= Aim =
Can the data below be echoed back word for word?

>> start

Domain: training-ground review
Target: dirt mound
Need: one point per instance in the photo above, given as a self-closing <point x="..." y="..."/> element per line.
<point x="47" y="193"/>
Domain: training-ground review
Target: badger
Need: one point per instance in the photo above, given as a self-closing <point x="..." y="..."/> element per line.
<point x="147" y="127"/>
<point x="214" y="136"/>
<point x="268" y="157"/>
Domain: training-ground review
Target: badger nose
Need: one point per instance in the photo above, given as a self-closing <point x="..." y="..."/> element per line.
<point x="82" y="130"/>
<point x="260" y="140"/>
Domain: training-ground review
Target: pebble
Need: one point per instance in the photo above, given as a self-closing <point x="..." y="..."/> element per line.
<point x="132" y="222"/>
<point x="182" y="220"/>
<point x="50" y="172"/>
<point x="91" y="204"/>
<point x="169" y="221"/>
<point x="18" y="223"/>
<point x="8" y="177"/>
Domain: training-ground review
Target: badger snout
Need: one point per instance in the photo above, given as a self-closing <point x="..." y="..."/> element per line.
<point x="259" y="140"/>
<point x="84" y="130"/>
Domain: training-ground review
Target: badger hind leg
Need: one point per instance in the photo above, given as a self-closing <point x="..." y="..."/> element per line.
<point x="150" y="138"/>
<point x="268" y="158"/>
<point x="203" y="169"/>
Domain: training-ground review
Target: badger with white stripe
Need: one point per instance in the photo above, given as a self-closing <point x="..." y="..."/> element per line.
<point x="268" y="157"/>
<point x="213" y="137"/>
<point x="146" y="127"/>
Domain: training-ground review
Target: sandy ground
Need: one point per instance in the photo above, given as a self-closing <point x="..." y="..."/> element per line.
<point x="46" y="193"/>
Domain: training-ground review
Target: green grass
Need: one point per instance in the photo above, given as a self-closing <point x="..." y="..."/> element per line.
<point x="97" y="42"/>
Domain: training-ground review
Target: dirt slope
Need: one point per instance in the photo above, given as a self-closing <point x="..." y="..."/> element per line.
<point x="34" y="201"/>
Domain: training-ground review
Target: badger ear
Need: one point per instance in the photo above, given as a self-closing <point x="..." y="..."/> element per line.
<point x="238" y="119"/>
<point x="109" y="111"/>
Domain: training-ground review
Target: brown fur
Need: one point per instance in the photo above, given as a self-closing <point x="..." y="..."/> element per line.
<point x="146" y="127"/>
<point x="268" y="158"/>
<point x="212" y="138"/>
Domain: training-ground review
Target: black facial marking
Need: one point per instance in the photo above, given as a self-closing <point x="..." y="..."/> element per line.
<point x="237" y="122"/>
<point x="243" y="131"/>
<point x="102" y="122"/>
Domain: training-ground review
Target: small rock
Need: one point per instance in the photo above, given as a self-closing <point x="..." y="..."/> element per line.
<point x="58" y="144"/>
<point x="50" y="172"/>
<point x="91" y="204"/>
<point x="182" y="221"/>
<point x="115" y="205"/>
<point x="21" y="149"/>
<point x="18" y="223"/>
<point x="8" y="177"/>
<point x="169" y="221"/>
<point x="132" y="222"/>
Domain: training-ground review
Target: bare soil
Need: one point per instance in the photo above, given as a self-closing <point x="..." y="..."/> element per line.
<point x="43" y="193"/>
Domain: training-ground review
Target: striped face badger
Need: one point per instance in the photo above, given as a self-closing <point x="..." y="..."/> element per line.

>> end

= Reply =
Domain: training-ground review
Target: dirt mound
Need: one point per instance in the photo above, given as a self-closing <point x="..." y="..."/> element per line.
<point x="47" y="193"/>
Domain: training-ground review
Target: badger
Need: one point per instance in the photo above, given as a self-closing <point x="..." y="..."/> element per line.
<point x="147" y="127"/>
<point x="214" y="136"/>
<point x="268" y="157"/>
Domain: training-ground review
Target: badger nose
Need: one point per instance in the photo above, given as a self-closing <point x="..." y="..."/> element per line.
<point x="82" y="130"/>
<point x="260" y="140"/>
Domain: training-ground review
Target: pebble
Need: one point per instance in the photo above, given as a self-closing <point x="..." y="..."/> element per line.
<point x="132" y="222"/>
<point x="182" y="220"/>
<point x="50" y="172"/>
<point x="91" y="204"/>
<point x="169" y="221"/>
<point x="18" y="223"/>
<point x="8" y="177"/>
Domain: training-ground review
Target: badger snout
Need: one point per instance in the photo above, given as a self-closing <point x="..." y="..."/> element per line.
<point x="259" y="140"/>
<point x="84" y="130"/>
Domain: training-ground review
Target: badger hind leg
Need: one point per instance in the photo above, given as a self-closing <point x="..." y="..."/> element per line.
<point x="150" y="138"/>
<point x="268" y="158"/>
<point x="203" y="169"/>
Domain: training-ground review
Target: badger with white stripe
Need: one point per instance in the photo above, given as a self-closing <point x="..." y="..."/> element per line.
<point x="268" y="157"/>
<point x="213" y="137"/>
<point x="146" y="127"/>
Domain: training-ground review
Target: sandy ground
Need: one point per instance in the photo above, given as a self-closing <point x="..." y="..."/> element per line.
<point x="46" y="193"/>
Domain: training-ground review
Target: green grass
Need: one point per instance in the photo above, given as a self-closing <point x="..." y="..."/> element per line.
<point x="97" y="42"/>
Domain: training-ground review
Target: dirt slope
Need: one point per instance in the photo above, given as a self-closing <point x="..." y="..."/> element per line.
<point x="34" y="201"/>
Domain: training-ground review
Target: badger ear
Need: one point per instance in the photo above, given as a self-closing <point x="..." y="..."/> element per line.
<point x="238" y="119"/>
<point x="109" y="111"/>
Domain: training-ground review
Target: brown fur
Need: one point per instance in the photo above, given as a self-closing <point x="..." y="..."/> element per line.
<point x="146" y="127"/>
<point x="268" y="158"/>
<point x="212" y="138"/>
Domain: training-ground review
Target: black facial marking
Need: one point per instance in the photo above, given as a self-closing <point x="..." y="..."/> element per line.
<point x="237" y="122"/>
<point x="243" y="131"/>
<point x="102" y="122"/>
Domain: training-ground review
Target: small rock
Need: one point per instance in the photo above, given as a self-closing <point x="..." y="..."/> element per line.
<point x="58" y="144"/>
<point x="50" y="172"/>
<point x="91" y="204"/>
<point x="182" y="221"/>
<point x="115" y="205"/>
<point x="21" y="149"/>
<point x="18" y="223"/>
<point x="8" y="177"/>
<point x="169" y="221"/>
<point x="132" y="222"/>
Domain: training-ground review
Target: bare soil
Need: one point per instance in the photo above, given as a self-closing <point x="..." y="..."/> element per line.
<point x="43" y="193"/>
Domain: training-ground review
Target: striped face badger
Need: one point per instance in the photo above, given as a self-closing <point x="..." y="..."/> element per line.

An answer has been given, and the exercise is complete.